— begin WORKING DATA —

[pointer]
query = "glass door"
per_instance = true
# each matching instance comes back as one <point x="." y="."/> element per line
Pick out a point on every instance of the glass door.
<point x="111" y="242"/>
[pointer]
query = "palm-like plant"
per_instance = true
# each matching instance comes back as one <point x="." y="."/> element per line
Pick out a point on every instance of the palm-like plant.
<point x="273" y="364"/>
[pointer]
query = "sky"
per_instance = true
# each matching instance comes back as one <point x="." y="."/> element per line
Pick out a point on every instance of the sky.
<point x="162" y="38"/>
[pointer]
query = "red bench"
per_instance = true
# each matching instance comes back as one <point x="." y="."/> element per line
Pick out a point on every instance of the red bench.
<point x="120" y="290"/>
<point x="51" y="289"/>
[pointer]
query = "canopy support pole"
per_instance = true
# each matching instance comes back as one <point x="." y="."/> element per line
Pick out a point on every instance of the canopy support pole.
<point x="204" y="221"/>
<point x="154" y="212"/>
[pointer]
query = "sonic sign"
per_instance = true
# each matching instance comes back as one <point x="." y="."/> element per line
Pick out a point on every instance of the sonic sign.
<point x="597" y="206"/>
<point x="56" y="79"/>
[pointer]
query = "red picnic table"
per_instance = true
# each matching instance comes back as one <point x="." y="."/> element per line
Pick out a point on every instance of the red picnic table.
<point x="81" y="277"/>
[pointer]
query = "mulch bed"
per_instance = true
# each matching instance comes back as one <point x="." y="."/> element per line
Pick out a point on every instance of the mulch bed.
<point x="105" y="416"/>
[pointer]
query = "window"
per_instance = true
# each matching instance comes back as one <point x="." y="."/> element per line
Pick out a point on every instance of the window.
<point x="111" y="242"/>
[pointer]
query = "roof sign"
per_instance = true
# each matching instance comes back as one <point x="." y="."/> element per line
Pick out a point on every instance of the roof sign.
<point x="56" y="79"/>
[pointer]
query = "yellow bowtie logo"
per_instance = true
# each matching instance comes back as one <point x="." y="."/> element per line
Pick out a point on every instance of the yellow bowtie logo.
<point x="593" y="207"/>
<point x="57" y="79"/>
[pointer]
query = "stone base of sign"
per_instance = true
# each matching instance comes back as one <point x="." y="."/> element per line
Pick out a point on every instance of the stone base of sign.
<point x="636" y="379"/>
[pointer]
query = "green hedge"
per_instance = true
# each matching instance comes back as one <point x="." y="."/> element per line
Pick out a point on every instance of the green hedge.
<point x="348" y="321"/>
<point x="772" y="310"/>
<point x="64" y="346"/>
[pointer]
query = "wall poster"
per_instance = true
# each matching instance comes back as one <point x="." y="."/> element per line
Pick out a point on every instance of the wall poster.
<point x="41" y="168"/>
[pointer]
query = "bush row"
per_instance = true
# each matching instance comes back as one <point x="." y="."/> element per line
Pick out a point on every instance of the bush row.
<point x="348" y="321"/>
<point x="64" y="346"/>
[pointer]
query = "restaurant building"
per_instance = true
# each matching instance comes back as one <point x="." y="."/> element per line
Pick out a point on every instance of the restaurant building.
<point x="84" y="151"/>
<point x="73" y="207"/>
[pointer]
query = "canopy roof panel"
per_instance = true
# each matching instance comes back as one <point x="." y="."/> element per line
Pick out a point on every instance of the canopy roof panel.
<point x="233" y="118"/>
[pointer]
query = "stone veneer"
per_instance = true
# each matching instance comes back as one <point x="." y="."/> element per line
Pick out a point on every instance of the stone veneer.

— end WORKING DATA —

• **WHAT THE TASK ASKS**
Give all the records again. Match them exactly.

• **ANSWER IN FULL**
[pointer]
query = "glass door"
per_instance = true
# each matching instance comes back as one <point x="." y="."/> element per line
Pick out a point on every instance of the glass door.
<point x="111" y="242"/>
[pointer]
query = "palm-like plant"
per_instance = true
# each matching instance comes back as one <point x="." y="."/> element per line
Pick out a point on every instance of the palm-like plant.
<point x="273" y="364"/>
[pointer]
query = "sky"
per_instance = true
# each matching instance comes back as one <point x="." y="."/> element per line
Pick out a point on every instance of the sky.
<point x="162" y="38"/>
[pointer]
query = "red bench"
per_instance = true
# each matching instance comes back as one <point x="." y="."/> element per line
Pick out a point on every instance of the red bench.
<point x="120" y="290"/>
<point x="51" y="289"/>
[pointer]
query = "canopy support pole"
per_instance = true
# each matching instance comes back as one <point x="." y="."/> element per line
Pick out a point on every instance of the canopy support pole.
<point x="204" y="221"/>
<point x="154" y="212"/>
[pointer]
query = "sonic sign"
per_instance = true
# each matching instance comes back as one <point x="." y="."/> element per line
Pick out a point on every instance of the sonic sign.
<point x="597" y="206"/>
<point x="56" y="79"/>
[pointer]
query = "red picnic table"
per_instance = true
# each matching instance comes back as one <point x="." y="."/> element per line
Pick out a point on every instance of the red picnic table.
<point x="81" y="277"/>
[pointer]
query = "mulch bed"
per_instance = true
# each matching instance comes back as one <point x="." y="."/> element per line
Pick out a point on every instance of the mulch bed.
<point x="105" y="416"/>
[pointer]
query = "window"
per_instance = true
# each matching instance comes back as one <point x="." y="."/> element per line
Pick out a point on every instance of the window.
<point x="111" y="242"/>
[pointer]
query = "roof sign"
per_instance = true
# each matching instance comes back as one <point x="." y="."/> element per line
Pick out a point on every instance of the roof sign.
<point x="56" y="79"/>
[pointer]
query = "yellow bowtie logo"
per_instance = true
# each matching instance comes back as one <point x="." y="."/> element per line
Pick out a point on every instance of the yellow bowtie logo.
<point x="593" y="207"/>
<point x="57" y="79"/>
[pointer]
query = "stone base of sign"
per_instance = true
# each matching instance comes back as one <point x="." y="."/> element per line
Pick out a point on every instance of the stone base of sign.
<point x="636" y="379"/>
[pointer]
query = "green hedge"
per_instance = true
# each matching instance comes back as one <point x="." y="."/> element per line
Pick out a point on every instance of the green hedge.
<point x="348" y="321"/>
<point x="772" y="310"/>
<point x="64" y="346"/>
[pointer]
query = "wall poster"
per_instance = true
# each matching instance comes back as one <point x="." y="."/> element per line
Pick out a point on every instance of the wall poster.
<point x="41" y="168"/>
[pointer]
query = "bush row"
per_instance = true
# each matching instance comes back as one <point x="." y="."/> element per line
Pick out a point on every instance of the bush row.
<point x="348" y="321"/>
<point x="64" y="346"/>
[pointer]
query = "restaurant building"
per_instance = true
# each matching instance comes back as one <point x="." y="."/> element per line
Pick out a point on every instance of the restaurant building.
<point x="84" y="151"/>
<point x="73" y="207"/>
[pointer]
query = "canopy roof panel"
per_instance = true
# each matching instance comes back as one <point x="." y="."/> element per line
Pick out a point on every instance of the canopy roof panel.
<point x="233" y="118"/>
[pointer]
query = "stone veneer"
per_instance = true
# each matching instance comes back as one <point x="." y="."/> element per line
Pick out a point on every instance of the stone veneer.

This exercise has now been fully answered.